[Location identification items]
%%

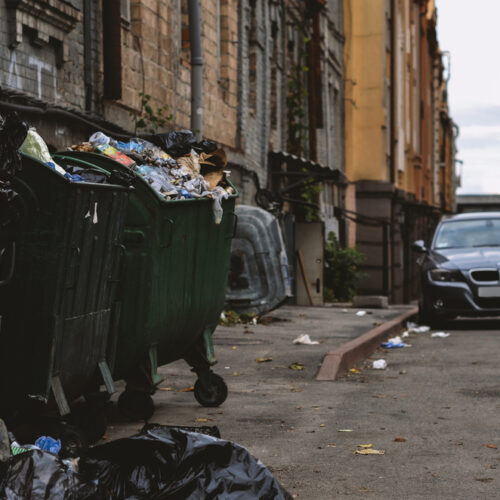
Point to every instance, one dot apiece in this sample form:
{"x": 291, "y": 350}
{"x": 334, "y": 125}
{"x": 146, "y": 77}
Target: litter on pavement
{"x": 394, "y": 343}
{"x": 305, "y": 340}
{"x": 414, "y": 328}
{"x": 159, "y": 462}
{"x": 369, "y": 451}
{"x": 440, "y": 335}
{"x": 379, "y": 364}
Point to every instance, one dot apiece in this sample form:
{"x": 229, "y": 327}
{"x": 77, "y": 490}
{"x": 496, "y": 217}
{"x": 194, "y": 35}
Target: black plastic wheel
{"x": 214, "y": 395}
{"x": 137, "y": 405}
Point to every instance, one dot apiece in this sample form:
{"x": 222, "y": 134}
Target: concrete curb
{"x": 340, "y": 360}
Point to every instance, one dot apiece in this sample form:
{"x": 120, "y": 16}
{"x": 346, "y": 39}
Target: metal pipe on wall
{"x": 196, "y": 68}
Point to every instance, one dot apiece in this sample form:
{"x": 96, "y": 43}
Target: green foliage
{"x": 310, "y": 194}
{"x": 342, "y": 274}
{"x": 150, "y": 119}
{"x": 296, "y": 110}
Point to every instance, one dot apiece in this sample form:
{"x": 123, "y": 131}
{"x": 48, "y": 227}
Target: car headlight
{"x": 445, "y": 275}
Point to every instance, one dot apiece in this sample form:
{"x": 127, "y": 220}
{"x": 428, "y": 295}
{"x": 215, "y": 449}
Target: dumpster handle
{"x": 170, "y": 222}
{"x": 75, "y": 252}
{"x": 12, "y": 264}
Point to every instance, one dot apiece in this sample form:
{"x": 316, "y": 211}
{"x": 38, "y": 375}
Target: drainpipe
{"x": 196, "y": 67}
{"x": 87, "y": 55}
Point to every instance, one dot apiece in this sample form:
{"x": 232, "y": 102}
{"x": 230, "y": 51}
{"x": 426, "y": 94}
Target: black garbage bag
{"x": 170, "y": 463}
{"x": 13, "y": 131}
{"x": 38, "y": 475}
{"x": 181, "y": 142}
{"x": 86, "y": 174}
{"x": 121, "y": 178}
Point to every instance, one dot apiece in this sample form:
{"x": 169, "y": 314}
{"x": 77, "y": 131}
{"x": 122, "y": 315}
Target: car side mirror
{"x": 419, "y": 246}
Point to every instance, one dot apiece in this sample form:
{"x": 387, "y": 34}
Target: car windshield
{"x": 468, "y": 233}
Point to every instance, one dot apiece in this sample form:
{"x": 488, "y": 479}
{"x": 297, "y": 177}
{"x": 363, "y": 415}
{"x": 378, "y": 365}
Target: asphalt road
{"x": 440, "y": 398}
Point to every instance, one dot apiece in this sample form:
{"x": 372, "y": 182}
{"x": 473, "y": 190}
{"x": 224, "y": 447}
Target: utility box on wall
{"x": 309, "y": 245}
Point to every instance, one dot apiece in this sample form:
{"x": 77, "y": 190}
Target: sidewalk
{"x": 283, "y": 416}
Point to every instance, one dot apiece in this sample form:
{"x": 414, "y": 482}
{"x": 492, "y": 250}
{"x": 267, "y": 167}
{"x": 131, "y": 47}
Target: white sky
{"x": 470, "y": 30}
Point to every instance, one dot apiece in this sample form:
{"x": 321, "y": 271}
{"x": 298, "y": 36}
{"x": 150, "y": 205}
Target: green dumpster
{"x": 57, "y": 310}
{"x": 172, "y": 289}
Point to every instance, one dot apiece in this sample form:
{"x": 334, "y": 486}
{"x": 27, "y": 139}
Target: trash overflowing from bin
{"x": 183, "y": 169}
{"x": 159, "y": 462}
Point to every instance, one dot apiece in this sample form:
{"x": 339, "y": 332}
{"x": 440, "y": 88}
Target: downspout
{"x": 196, "y": 67}
{"x": 87, "y": 55}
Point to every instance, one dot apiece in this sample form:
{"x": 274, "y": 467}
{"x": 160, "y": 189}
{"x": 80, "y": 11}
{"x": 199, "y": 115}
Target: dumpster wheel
{"x": 211, "y": 390}
{"x": 136, "y": 404}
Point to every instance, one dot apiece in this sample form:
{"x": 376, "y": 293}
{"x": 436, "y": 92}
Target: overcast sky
{"x": 471, "y": 32}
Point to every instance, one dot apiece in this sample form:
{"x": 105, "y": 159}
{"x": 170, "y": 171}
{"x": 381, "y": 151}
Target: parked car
{"x": 460, "y": 270}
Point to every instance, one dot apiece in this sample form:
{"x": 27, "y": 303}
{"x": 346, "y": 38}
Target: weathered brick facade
{"x": 65, "y": 59}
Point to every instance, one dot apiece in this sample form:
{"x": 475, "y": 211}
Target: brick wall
{"x": 39, "y": 59}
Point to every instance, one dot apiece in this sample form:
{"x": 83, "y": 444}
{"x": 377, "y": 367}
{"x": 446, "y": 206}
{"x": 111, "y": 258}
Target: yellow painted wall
{"x": 365, "y": 70}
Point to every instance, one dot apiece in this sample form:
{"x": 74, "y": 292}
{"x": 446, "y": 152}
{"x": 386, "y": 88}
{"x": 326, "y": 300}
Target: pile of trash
{"x": 159, "y": 462}
{"x": 174, "y": 164}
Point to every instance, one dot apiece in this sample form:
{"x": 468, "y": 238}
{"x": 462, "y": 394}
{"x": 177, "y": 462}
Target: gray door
{"x": 309, "y": 243}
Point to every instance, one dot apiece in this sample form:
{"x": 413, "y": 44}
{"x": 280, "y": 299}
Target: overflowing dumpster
{"x": 57, "y": 308}
{"x": 171, "y": 287}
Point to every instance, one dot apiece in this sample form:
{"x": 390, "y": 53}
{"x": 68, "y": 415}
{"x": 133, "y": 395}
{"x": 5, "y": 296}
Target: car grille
{"x": 484, "y": 275}
{"x": 488, "y": 303}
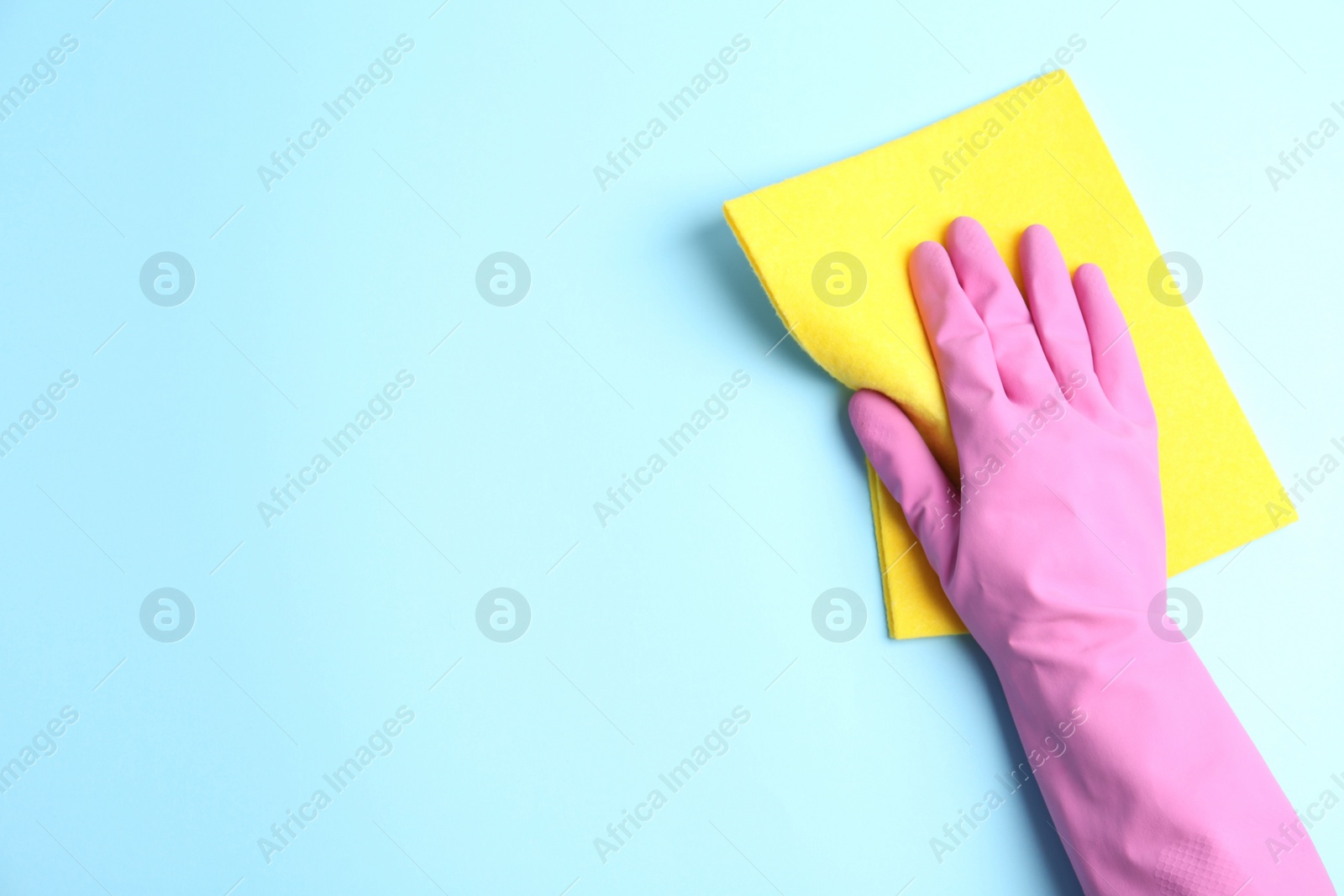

%%

Tally the lines in the material above that contain the string "dumpster", with case counting, and reply with the number alone.

Correct output =
4